___ SOURCE DOCUMENT ___
Unveiling The Truth - by Joe Navarro, M.A.
At the height of the Cold War, an ex-Army soldier came under investigation for espionage. During lengthy interviews by FBI agents, he willingly implicated himself but refused to name others involved. For days, investigators went round and round with him, and yet the soldier would not reveal his still-active accomplices.
At the next meeting, the soldier was presented with thirty-two 3 x 5 cards, each containing the name of a fellow soldier who had access to the compromised secrets, but were not thus far implicated. Each card was momentarily shown to the soldier for any comments he was willing to make regarding these individuals. As the soldier viewed each card and remarked, the investigating agent was able to observe the orbits of the eyes, as well as pupil changes at close proximity. At the conclusion, the FBI agent thanked the soldier and left. Two days later, the agent returned to the interview carrying the military records of two individuals. When confronted with the files, the surprised soldier finally admitted their involvement with him in the espionage conspiracy.
___
OBJECTIVE A:
Quote the espionage interview passage in full, word for word.
The listing that follows is unrelated to the espionage interview passage.
___ AVAILABLE DATA ___
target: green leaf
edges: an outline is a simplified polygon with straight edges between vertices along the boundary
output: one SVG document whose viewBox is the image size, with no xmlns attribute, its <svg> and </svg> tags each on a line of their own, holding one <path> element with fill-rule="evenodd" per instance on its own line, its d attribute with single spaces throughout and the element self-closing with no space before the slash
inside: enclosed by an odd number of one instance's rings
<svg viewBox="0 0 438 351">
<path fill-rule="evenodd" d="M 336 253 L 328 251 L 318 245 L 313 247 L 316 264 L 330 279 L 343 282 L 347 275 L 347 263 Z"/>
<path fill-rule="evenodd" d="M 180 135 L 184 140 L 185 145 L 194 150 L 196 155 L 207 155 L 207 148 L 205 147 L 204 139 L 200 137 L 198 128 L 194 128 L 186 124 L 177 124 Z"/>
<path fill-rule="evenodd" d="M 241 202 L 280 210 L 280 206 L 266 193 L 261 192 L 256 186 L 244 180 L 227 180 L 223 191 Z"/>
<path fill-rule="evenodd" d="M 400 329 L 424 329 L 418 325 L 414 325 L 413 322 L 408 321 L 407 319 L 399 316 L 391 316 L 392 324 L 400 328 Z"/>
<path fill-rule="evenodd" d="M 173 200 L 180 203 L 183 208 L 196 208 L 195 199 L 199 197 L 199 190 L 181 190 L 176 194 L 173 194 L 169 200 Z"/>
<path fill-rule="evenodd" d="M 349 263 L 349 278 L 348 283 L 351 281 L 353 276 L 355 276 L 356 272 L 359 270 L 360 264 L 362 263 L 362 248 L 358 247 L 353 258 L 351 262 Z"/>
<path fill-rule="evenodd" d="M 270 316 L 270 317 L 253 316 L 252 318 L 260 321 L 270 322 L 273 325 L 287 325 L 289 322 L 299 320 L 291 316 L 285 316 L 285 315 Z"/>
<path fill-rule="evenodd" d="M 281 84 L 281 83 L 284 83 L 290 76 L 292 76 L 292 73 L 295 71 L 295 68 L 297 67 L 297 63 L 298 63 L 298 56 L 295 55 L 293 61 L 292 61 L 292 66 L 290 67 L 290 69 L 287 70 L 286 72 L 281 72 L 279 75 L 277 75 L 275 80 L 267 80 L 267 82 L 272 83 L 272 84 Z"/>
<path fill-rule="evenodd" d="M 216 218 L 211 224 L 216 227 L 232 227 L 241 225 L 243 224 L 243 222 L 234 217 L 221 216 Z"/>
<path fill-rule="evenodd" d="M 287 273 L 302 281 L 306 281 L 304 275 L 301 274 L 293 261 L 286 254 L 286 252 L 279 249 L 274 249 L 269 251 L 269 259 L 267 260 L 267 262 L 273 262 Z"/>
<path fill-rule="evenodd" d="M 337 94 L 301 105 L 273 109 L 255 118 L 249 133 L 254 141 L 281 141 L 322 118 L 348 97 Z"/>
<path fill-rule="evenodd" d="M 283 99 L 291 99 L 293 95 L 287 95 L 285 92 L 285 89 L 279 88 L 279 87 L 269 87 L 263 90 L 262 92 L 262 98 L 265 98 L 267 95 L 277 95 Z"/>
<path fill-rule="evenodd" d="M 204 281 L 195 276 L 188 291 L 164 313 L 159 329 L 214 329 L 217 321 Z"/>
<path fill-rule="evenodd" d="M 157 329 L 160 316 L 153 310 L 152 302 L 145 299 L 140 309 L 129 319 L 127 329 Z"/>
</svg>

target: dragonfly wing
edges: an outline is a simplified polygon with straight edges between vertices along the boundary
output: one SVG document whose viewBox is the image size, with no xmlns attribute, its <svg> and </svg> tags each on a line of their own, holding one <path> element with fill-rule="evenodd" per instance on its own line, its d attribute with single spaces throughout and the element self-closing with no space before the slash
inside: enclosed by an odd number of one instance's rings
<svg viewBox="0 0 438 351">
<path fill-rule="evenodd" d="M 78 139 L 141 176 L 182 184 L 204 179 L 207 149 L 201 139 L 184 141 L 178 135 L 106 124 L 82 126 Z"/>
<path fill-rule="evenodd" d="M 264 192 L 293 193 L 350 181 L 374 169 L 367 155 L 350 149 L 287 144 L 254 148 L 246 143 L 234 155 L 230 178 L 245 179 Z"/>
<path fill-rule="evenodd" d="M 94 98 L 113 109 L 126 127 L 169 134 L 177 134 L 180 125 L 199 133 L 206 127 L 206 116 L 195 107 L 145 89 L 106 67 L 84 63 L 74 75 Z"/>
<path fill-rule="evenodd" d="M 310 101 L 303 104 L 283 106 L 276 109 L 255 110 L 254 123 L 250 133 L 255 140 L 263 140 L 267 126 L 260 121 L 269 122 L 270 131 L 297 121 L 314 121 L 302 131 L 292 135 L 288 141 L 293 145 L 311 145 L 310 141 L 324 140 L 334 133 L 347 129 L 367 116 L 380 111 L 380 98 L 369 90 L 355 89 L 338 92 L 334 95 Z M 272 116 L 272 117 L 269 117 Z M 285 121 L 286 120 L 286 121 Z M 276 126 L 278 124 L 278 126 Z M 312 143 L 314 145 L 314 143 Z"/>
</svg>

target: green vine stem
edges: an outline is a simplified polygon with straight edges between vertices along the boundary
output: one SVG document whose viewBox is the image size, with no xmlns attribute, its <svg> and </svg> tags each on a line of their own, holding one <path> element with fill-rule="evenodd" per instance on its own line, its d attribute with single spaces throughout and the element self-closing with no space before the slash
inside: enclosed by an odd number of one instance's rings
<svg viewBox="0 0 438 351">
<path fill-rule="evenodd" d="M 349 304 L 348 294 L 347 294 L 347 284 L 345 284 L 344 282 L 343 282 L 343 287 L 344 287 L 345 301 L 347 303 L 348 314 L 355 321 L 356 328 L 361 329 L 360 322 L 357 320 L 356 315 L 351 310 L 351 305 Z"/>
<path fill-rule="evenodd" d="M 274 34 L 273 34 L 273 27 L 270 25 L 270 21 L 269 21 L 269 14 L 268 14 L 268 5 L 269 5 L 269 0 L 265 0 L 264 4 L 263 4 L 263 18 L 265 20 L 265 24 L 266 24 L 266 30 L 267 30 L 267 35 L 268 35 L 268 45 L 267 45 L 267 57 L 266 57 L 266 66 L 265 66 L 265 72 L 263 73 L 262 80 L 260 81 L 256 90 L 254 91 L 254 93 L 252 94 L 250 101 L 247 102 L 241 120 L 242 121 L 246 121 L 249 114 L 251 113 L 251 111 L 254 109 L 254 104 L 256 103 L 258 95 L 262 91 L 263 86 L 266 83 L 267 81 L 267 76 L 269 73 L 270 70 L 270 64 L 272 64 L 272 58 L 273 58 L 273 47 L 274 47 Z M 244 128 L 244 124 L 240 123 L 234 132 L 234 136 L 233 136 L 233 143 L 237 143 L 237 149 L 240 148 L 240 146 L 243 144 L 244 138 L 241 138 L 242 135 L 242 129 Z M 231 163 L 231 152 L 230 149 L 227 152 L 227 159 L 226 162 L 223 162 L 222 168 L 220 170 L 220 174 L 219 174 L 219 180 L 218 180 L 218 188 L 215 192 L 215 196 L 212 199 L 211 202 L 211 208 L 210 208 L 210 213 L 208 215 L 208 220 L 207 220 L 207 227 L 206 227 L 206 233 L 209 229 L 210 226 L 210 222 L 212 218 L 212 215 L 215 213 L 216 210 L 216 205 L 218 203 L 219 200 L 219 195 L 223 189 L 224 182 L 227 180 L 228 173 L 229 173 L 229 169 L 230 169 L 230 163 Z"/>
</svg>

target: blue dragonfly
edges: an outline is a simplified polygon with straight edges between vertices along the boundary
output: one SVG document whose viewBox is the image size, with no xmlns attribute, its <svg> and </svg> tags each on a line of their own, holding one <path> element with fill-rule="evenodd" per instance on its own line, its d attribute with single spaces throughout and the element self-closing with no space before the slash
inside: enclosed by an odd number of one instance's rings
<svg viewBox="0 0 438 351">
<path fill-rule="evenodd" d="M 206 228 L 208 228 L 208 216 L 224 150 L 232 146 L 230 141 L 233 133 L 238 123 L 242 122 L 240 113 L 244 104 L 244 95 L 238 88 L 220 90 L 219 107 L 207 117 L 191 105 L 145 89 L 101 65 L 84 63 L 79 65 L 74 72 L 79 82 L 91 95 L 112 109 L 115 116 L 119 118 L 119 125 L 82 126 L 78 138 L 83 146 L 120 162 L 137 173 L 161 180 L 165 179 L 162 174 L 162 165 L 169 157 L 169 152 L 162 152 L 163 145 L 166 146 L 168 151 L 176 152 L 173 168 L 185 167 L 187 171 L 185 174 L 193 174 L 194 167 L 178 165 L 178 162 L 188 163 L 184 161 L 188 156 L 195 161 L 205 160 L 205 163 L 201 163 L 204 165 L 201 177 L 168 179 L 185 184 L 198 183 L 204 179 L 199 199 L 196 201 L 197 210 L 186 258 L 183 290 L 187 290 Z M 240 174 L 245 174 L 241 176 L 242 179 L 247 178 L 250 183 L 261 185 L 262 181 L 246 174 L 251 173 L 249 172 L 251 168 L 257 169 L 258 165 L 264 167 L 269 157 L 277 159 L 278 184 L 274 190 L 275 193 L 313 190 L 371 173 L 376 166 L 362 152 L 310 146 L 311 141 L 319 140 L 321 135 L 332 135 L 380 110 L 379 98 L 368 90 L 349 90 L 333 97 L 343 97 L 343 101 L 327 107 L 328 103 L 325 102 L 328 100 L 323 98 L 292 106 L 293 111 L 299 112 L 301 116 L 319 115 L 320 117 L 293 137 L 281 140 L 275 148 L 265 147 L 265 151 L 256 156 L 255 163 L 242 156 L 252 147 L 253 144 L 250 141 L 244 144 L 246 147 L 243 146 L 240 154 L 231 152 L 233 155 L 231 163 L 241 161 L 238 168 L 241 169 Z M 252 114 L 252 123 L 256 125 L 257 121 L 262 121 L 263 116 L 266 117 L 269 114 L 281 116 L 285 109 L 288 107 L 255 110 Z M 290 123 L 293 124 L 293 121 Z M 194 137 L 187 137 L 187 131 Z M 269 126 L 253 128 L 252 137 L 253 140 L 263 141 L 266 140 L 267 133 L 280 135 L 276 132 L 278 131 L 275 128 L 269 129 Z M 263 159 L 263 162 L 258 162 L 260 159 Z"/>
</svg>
___
OBJECTIVE B:
Reproduce the listing from its first line through the line holding "281 84 L 281", inclusive, requests included. Multiply every viewBox dimension and path coordinate in the answers by 0.7, rounding to whole numbers with halves going up, and return only those lines.

FINAL RESULT A:
Unveiling The Truth - by Joe Navarro, M.A.
At the height of the Cold War, an ex-Army soldier came under investigation for espionage. During lengthy interviews by FBI agents, he willingly implicated himself but refused to name others involved. For days, investigators went round and round with him, and yet the soldier would not reveal his still-active accomplices.
At the next meeting, the soldier was presented with thirty-two 3 x 5 cards, each containing the name of a fellow soldier who had access to the compromised secrets, but were not thus far implicated. Each card was momentarily shown to the soldier for any comments he was willing to make regarding these individuals. As the soldier viewed each card and remarked, the investigating agent was able to observe the orbits of the eyes, as well as pupil changes at close proximity. At the conclusion, the FBI agent thanked the soldier and left. Two days later, the agent returned to the interview carrying the military records of two individuals. When confronted with the files, the surprised soldier finally admitted their involvement with him in the espionage conspiracy.

FINAL RESULT B:
target: green leaf
edges: an outline is a simplified polygon with straight edges between vertices along the boundary
output: one SVG document whose viewBox is the image size, with no xmlns attribute, its <svg> and </svg> tags each on a line of their own, holding one <path> element with fill-rule="evenodd" per instance on its own line, its d attribute with single spaces throughout and the element self-closing with no space before the slash
inside: enclosed by an odd number of one instance's rings
<svg viewBox="0 0 307 246">
<path fill-rule="evenodd" d="M 235 177 L 230 176 L 223 172 L 219 173 L 221 185 L 231 195 L 240 197 L 243 193 L 243 184 Z"/>
<path fill-rule="evenodd" d="M 126 95 L 129 98 L 130 102 L 136 105 L 137 109 L 145 109 L 145 104 L 144 103 L 143 97 L 140 96 L 139 90 L 136 90 L 130 87 L 124 87 Z"/>
<path fill-rule="evenodd" d="M 169 141 L 196 147 L 196 144 L 186 135 L 183 134 L 179 130 L 171 126 L 159 126 L 156 134 Z"/>
<path fill-rule="evenodd" d="M 280 230 L 297 230 L 293 228 L 290 228 L 289 225 L 286 225 L 285 223 L 279 221 L 274 221 L 274 227 L 280 230 Z"/>
<path fill-rule="evenodd" d="M 121 140 L 126 142 L 128 146 L 137 146 L 137 139 L 139 138 L 139 133 L 127 133 L 123 136 L 121 136 L 118 140 Z"/>
<path fill-rule="evenodd" d="M 244 184 L 244 195 L 244 198 L 246 197 L 247 193 L 249 193 L 249 190 L 251 189 L 252 185 L 253 184 L 253 174 L 251 173 L 247 181 L 246 183 Z"/>
<path fill-rule="evenodd" d="M 189 221 L 189 222 L 177 221 L 176 223 L 182 225 L 189 225 L 191 228 L 201 228 L 202 225 L 209 224 L 204 221 L 200 221 L 200 221 Z"/>
<path fill-rule="evenodd" d="M 197 59 L 197 58 L 199 58 L 203 53 L 204 53 L 204 51 L 207 50 L 207 48 L 208 47 L 208 44 L 209 44 L 209 39 L 207 39 L 205 43 L 204 43 L 204 46 L 203 47 L 203 48 L 201 49 L 200 50 L 197 50 L 195 53 L 194 53 L 193 56 L 187 56 L 187 57 L 190 58 L 190 59 Z"/>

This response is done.